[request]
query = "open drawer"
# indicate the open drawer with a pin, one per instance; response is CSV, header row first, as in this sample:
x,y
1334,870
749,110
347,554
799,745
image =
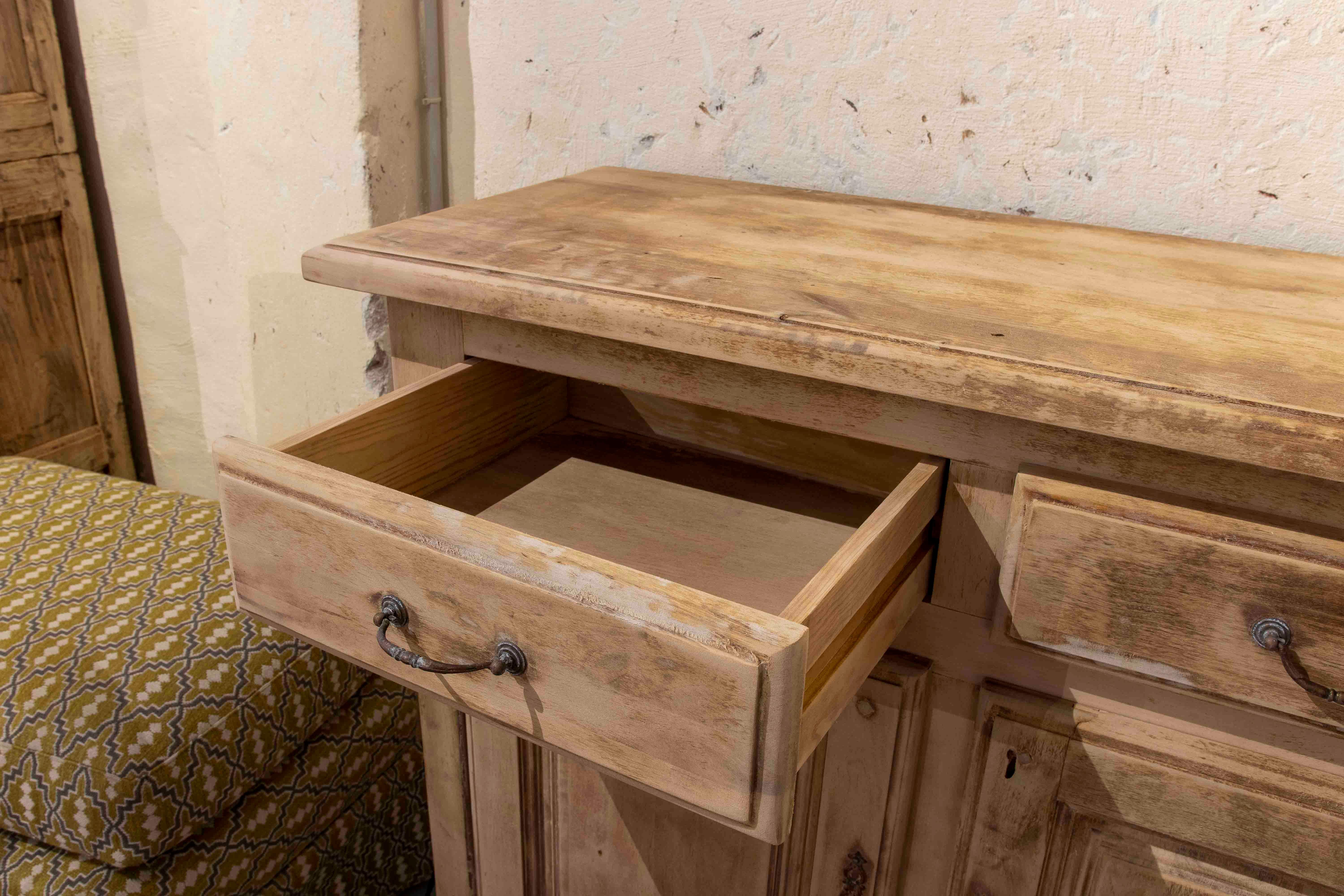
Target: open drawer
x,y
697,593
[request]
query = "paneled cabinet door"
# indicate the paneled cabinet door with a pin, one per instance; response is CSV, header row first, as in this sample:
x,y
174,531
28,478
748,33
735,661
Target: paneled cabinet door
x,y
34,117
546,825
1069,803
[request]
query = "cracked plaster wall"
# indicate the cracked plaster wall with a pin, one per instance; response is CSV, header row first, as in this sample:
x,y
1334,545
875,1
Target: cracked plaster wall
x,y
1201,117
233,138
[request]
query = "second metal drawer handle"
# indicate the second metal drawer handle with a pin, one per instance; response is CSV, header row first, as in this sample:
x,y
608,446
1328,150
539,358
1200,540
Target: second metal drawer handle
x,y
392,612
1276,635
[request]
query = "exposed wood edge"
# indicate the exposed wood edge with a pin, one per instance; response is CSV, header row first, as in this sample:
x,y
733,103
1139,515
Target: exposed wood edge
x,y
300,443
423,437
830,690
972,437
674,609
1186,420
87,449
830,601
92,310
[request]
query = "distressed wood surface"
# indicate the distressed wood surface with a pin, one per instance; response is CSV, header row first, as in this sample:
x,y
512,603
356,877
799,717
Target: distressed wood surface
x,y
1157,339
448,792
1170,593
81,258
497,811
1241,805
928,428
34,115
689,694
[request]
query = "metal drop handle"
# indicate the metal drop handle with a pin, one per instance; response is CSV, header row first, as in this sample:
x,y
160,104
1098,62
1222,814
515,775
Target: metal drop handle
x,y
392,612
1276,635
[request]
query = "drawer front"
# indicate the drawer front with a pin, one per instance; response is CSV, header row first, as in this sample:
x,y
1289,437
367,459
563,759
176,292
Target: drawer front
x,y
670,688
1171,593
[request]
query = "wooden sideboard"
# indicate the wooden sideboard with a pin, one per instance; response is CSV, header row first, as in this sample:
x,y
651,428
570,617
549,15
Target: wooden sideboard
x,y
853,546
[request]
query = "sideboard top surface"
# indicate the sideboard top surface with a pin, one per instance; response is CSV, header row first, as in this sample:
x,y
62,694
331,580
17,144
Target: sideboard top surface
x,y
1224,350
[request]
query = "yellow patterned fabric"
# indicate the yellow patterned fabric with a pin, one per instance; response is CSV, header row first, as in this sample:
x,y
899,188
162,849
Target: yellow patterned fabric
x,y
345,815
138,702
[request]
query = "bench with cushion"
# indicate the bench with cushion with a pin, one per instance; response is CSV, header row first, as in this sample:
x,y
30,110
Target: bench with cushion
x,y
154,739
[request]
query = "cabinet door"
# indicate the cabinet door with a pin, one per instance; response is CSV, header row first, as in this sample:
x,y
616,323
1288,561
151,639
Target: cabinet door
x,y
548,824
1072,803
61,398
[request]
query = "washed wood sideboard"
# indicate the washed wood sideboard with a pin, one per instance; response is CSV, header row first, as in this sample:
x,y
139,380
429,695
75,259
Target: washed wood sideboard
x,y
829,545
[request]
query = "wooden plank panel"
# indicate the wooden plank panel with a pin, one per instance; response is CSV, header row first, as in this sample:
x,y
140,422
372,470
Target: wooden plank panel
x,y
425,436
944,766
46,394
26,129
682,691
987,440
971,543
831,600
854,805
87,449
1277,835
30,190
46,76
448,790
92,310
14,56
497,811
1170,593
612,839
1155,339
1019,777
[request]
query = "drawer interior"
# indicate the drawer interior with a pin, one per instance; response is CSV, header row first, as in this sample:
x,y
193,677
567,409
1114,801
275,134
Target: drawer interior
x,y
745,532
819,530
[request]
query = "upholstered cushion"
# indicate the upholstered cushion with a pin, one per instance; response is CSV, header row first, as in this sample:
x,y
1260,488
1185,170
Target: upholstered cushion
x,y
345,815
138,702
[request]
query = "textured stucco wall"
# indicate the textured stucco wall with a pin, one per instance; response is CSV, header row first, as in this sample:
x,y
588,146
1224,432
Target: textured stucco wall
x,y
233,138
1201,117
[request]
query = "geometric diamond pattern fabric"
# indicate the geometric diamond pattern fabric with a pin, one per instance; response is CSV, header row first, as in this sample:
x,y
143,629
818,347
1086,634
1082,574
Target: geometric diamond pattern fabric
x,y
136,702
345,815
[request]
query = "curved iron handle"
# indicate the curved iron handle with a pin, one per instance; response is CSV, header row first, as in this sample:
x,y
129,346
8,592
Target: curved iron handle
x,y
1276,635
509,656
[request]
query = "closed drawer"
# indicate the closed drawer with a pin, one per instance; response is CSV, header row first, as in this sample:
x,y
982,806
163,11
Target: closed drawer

==============================

> ABOUT THIS EXERCISE: Among the entries, find each line that includes the string "closed" and copy it.

> SOLUTION:
query = "closed drawer"
# indicate the closed drawer with a pin, one per instance; response is CSV, header row first, as in this sample:
Target: closed drawer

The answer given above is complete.